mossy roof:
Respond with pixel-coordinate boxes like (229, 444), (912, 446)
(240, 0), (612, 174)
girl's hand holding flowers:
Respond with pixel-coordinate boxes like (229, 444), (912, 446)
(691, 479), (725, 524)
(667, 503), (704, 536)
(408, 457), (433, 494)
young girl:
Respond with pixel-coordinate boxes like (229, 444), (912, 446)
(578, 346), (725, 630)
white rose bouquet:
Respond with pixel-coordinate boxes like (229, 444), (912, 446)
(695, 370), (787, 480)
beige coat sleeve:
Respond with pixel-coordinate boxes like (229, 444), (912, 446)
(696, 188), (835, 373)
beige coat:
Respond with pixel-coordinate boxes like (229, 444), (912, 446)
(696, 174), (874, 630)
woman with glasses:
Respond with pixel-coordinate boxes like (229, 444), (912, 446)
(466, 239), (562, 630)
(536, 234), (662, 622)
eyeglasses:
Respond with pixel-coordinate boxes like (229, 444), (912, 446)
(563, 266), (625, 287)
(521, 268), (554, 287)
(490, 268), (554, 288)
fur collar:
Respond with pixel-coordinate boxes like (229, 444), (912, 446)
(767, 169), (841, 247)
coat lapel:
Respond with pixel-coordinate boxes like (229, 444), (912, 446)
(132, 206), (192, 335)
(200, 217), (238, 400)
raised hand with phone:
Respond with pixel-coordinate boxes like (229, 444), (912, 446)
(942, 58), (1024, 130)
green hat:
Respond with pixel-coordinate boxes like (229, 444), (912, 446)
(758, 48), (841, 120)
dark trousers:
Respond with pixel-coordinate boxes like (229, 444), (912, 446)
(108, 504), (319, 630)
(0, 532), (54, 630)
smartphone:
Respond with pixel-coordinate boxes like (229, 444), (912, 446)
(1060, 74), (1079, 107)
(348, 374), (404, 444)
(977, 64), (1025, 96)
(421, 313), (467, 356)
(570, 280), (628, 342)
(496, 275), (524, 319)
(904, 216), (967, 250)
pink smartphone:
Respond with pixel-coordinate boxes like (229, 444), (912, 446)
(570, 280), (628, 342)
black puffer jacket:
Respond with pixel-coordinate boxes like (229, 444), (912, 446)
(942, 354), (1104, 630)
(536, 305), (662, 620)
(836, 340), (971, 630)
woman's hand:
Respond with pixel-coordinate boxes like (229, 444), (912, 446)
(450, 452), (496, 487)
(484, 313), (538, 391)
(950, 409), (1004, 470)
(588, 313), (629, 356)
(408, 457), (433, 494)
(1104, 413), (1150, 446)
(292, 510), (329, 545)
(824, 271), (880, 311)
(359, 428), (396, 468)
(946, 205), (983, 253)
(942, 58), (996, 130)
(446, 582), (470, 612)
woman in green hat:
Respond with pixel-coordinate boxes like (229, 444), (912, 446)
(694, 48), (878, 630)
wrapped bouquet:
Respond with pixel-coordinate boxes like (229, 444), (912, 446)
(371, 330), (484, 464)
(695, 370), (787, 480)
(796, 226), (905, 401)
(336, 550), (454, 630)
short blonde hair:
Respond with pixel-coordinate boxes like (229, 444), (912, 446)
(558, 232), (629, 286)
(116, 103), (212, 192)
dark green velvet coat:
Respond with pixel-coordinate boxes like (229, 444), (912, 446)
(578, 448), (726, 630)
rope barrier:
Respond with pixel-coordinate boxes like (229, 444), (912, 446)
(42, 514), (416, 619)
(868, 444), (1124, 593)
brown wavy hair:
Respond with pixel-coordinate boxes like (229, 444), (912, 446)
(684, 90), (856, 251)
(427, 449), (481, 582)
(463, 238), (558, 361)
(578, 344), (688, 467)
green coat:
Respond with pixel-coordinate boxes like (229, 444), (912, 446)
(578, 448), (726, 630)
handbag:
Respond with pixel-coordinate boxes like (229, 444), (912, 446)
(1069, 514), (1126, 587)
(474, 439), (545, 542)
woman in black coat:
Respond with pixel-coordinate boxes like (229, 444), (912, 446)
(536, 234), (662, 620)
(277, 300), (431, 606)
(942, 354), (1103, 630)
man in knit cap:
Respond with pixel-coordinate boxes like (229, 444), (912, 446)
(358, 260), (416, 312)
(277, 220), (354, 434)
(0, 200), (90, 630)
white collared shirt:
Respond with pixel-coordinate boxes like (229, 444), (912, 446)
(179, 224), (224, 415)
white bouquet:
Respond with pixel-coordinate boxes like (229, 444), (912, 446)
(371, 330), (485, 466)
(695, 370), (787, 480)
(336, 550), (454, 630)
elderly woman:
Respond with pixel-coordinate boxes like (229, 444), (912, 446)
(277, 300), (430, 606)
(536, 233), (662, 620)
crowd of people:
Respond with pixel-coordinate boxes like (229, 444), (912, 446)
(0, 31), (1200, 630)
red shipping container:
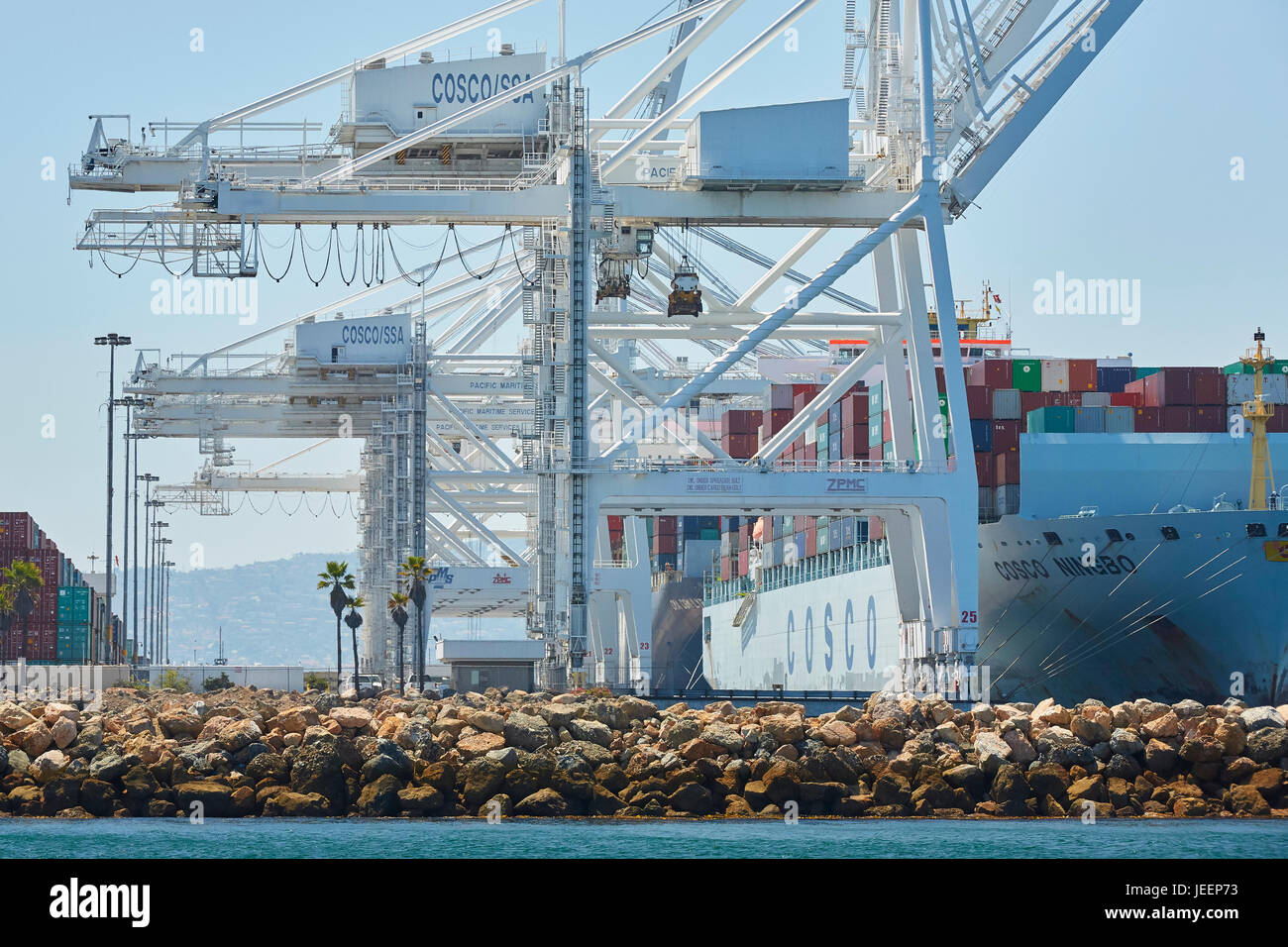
----
* Written request
Update these lines by changing every "Respond with" to "Reply with" and leaving everything else as it is. Don't include the pictures in your answer.

* Exercise answer
mossy roof:
Reply with pixel-coordinate boxes like (229, 444), (912, 446)
(240, 0), (612, 174)
girl's hand holding flowers:
Reply with pixel-coordinate boxes like (229, 444), (912, 446)
(691, 479), (725, 524)
(667, 503), (704, 536)
(408, 457), (433, 494)
young girl:
Reply with pixel-coordinate boxes like (229, 444), (912, 446)
(578, 346), (725, 630)
white rose bouquet:
Reply with pixel-coordinate boxes like (229, 444), (912, 446)
(695, 370), (787, 480)
beige coat sleeve:
Reply with pixel-coordinate boxes like (229, 444), (912, 446)
(696, 188), (835, 373)
beige coat:
Reply with pixel-coordinate boxes like (229, 444), (912, 446)
(696, 174), (874, 630)
woman with glasses:
Reply with pixel-coordinate boxes like (229, 444), (912, 446)
(466, 239), (562, 630)
(536, 234), (662, 622)
eyeglasses:
Reply with pixel-coordinate boxes like (229, 444), (912, 446)
(563, 266), (625, 287)
(521, 268), (554, 287)
(490, 268), (554, 288)
fur collar:
Reply with pixel-coordinate boxes like (229, 444), (912, 446)
(767, 169), (841, 247)
coat lapel:
Reply with pixel-coordinate boxes like (229, 444), (912, 446)
(132, 206), (192, 335)
(200, 217), (238, 400)
raised hand with phone:
Reply with pixel-coordinate boxes like (229, 444), (912, 446)
(942, 58), (1024, 130)
green hat:
Reply with pixel-coordinate boxes like (229, 444), (912, 446)
(758, 48), (841, 120)
dark trousers:
Reply with pixel-coordinate boxes like (229, 444), (912, 446)
(108, 504), (319, 630)
(0, 532), (54, 630)
smartphone:
Reply with pixel-coordinate boxes like (229, 444), (912, 446)
(1060, 74), (1079, 107)
(348, 374), (404, 444)
(977, 64), (1025, 96)
(421, 313), (467, 356)
(570, 280), (628, 342)
(496, 275), (524, 319)
(904, 216), (967, 250)
pink smartphone:
Reply with pixel-coordinate boxes like (229, 444), (912, 446)
(570, 280), (628, 342)
black puffer jacket:
Reply with pixel-coordinate boxes like (229, 444), (912, 446)
(942, 354), (1104, 630)
(536, 305), (662, 620)
(836, 340), (971, 630)
woman's hand:
Reply with pixel-coordinate boxes like (229, 444), (912, 446)
(450, 452), (496, 487)
(484, 313), (538, 391)
(950, 409), (1004, 470)
(588, 313), (629, 356)
(408, 457), (433, 494)
(1104, 413), (1150, 446)
(292, 510), (329, 545)
(824, 271), (880, 311)
(359, 428), (396, 468)
(946, 205), (983, 253)
(942, 58), (996, 130)
(446, 582), (470, 612)
woman in green hat:
Reply with pixel-coordinate boxes like (229, 444), (912, 446)
(694, 48), (878, 630)
wrapped bouquet:
Reply with pixel-coordinate boxes like (229, 444), (912, 446)
(371, 330), (484, 464)
(695, 370), (787, 480)
(796, 226), (905, 401)
(336, 550), (454, 630)
short blonde hair:
Reply with pixel-coordinate boxes like (229, 444), (912, 446)
(558, 232), (629, 286)
(116, 103), (212, 192)
dark green velvet coat:
Reply with pixel-coordinate boxes like (229, 444), (912, 446)
(578, 448), (726, 630)
rope barrier:
Reply with pixel-coordinate boxes like (229, 444), (912, 446)
(42, 514), (416, 619)
(868, 444), (1124, 593)
brown wavy hair:
Reply with pixel-coordinate boxes like (229, 444), (912, 446)
(684, 90), (856, 251)
(427, 449), (481, 582)
(463, 238), (558, 361)
(578, 344), (688, 467)
green coat:
Reply with pixel-coordinate boxes like (229, 444), (912, 446)
(578, 448), (726, 630)
handbag:
Reply with pixel-coordinate boxes like (229, 444), (912, 446)
(1069, 514), (1126, 587)
(474, 439), (545, 542)
woman in black coat:
Reply with pixel-coordinate boxes like (229, 444), (912, 446)
(536, 234), (662, 620)
(277, 300), (431, 606)
(942, 354), (1103, 630)
man in knit cap:
Reply with pixel-coordinate boxes like (229, 444), (912, 446)
(358, 260), (416, 312)
(277, 220), (354, 434)
(0, 200), (90, 630)
white collared shirt:
Reply with pixel-coordinate boxes like (229, 444), (912, 446)
(179, 224), (224, 415)
white bouquet:
Reply with pixel-coordinate boxes like (229, 444), (912, 446)
(371, 330), (485, 466)
(695, 370), (787, 480)
(336, 550), (454, 630)
elderly woman:
Reply with pixel-coordinate boxes like (229, 444), (912, 446)
(277, 300), (430, 606)
(536, 233), (662, 620)
crowd of people:
Reply with pixel-coordinate boxes like (229, 444), (912, 446)
(0, 31), (1200, 630)
red shipping container:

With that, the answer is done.